#### LISTING ####

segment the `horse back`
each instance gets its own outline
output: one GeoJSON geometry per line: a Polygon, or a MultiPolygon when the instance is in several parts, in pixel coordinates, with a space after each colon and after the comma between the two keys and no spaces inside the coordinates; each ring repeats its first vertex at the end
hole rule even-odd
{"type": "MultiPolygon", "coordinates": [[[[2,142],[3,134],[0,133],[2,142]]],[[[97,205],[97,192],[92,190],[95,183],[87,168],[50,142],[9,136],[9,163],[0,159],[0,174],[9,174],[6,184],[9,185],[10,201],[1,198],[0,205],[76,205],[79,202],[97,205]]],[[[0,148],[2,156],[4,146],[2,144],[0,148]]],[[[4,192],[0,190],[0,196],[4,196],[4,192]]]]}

####

Select each line of the material above that contains the word "coordinates", and copy those lines as they appear.

## ANSWER:
output: one GeoJSON geometry per line: a Polygon, or a MultiPolygon when the instance is in several parts, in pixel coordinates, with a space after each colon and after the comma between the two keys and no spaces inside the coordinates; each ring repeats its first vertex at the end
{"type": "MultiPolygon", "coordinates": [[[[2,142],[3,134],[0,133],[2,142]]],[[[97,205],[97,192],[92,190],[95,183],[87,168],[50,142],[9,136],[9,163],[0,159],[0,174],[9,174],[6,184],[9,185],[10,201],[1,198],[0,205],[76,205],[79,202],[97,205]]],[[[0,148],[2,156],[4,146],[2,144],[0,148]]],[[[4,192],[0,190],[0,196],[4,196],[4,192]]]]}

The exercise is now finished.